BEGIN DATASET RECORDS

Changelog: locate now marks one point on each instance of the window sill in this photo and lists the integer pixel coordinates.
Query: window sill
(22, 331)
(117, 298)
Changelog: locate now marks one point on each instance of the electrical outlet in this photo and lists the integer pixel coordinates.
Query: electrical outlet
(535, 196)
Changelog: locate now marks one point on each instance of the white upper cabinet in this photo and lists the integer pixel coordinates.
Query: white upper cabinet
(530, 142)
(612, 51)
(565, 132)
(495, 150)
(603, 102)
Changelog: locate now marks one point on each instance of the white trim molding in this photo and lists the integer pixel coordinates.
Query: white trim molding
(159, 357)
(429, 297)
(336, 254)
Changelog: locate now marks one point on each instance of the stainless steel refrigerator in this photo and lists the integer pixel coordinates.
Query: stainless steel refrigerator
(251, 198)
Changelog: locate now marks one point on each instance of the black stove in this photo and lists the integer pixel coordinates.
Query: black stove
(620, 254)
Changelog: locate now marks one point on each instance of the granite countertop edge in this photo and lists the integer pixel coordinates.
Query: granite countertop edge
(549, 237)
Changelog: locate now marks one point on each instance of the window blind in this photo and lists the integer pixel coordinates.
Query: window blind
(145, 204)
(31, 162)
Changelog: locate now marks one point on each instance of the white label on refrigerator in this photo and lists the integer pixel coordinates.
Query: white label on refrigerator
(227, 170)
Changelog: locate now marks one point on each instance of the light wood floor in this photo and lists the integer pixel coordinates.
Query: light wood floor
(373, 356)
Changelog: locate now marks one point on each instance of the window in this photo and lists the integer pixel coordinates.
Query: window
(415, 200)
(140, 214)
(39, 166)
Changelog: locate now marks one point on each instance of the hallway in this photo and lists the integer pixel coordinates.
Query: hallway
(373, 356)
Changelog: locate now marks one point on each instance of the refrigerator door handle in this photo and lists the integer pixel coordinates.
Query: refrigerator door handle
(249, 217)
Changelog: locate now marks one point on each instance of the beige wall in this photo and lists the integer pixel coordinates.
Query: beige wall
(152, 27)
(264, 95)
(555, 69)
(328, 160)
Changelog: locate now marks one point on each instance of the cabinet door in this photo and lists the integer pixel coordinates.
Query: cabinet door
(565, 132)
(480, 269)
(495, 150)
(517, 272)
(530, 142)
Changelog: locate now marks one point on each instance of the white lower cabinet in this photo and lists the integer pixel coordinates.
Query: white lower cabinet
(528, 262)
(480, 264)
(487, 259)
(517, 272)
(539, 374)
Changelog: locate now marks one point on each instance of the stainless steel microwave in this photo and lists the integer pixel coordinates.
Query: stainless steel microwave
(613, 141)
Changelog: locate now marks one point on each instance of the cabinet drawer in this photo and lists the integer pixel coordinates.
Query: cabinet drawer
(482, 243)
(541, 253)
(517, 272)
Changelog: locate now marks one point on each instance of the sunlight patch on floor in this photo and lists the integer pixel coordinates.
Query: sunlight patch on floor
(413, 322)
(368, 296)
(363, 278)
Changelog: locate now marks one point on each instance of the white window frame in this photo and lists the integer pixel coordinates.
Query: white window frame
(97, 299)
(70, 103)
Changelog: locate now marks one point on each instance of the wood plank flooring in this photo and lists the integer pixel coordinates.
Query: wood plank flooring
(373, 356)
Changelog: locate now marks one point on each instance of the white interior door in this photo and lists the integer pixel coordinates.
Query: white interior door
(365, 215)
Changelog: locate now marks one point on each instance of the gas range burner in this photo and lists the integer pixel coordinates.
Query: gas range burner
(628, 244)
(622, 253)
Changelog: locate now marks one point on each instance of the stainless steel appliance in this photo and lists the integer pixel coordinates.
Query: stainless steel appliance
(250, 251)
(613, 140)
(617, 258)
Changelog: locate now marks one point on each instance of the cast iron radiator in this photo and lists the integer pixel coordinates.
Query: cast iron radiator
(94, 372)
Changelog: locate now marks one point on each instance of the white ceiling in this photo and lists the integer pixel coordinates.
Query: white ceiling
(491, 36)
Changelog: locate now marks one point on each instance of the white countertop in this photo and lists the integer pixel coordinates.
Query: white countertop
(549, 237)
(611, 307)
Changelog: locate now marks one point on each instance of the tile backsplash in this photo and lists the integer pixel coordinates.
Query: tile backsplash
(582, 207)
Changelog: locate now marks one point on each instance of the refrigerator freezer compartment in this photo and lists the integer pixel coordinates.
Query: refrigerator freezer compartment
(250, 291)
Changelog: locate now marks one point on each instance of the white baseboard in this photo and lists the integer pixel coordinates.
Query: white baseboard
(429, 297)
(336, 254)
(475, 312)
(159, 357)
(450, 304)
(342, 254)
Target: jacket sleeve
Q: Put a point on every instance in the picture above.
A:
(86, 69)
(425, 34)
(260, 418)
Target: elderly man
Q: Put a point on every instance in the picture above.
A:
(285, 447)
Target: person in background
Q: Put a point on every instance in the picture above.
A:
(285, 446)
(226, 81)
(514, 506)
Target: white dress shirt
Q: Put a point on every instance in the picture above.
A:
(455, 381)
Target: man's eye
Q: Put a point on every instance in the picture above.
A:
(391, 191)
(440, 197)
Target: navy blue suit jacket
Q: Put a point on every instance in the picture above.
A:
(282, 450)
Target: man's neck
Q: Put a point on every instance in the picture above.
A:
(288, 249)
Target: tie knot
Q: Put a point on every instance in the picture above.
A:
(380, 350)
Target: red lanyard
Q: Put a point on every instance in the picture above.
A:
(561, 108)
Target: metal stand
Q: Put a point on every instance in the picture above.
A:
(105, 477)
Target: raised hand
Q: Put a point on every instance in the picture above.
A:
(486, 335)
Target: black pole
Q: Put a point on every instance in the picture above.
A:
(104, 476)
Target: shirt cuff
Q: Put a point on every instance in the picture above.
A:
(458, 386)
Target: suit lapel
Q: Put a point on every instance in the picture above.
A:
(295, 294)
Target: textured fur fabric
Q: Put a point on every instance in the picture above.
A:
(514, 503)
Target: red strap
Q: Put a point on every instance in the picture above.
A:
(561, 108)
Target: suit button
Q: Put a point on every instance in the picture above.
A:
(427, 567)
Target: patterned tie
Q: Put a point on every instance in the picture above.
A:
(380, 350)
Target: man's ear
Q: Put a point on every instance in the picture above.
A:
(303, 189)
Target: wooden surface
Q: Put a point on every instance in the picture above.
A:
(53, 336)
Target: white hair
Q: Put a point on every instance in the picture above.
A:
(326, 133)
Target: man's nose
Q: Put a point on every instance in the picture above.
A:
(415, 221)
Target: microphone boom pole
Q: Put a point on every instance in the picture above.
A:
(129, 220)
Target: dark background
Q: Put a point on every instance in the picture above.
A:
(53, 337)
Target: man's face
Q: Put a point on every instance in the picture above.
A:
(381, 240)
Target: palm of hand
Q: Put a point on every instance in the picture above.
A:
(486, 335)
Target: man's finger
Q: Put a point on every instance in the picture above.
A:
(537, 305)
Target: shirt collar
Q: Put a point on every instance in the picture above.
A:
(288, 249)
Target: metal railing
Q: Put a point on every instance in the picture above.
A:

END DATASET RECORDS

• _EXERCISE DIRECTIONS_:
Copy out the material above from the line with "Target: dark background" through the end of the material, with both of those lines included.

• _RESPONSE_:
Target: dark background
Q: Put a point on every instance in the picture above.
A:
(53, 337)
Target: man's face
Q: Put a point on every instance in the picture above.
A:
(381, 240)
Target: palm of hand
Q: Put a point on every instance in the picture above.
A:
(486, 335)
Target: man's finger
Q: Put a point on every instance in the picture above.
A:
(537, 305)
Target: shirt collar
Q: Put a point on every instance in the picture above.
A:
(288, 249)
Target: metal railing
Q: Put a point on every instance in the picture above.
A:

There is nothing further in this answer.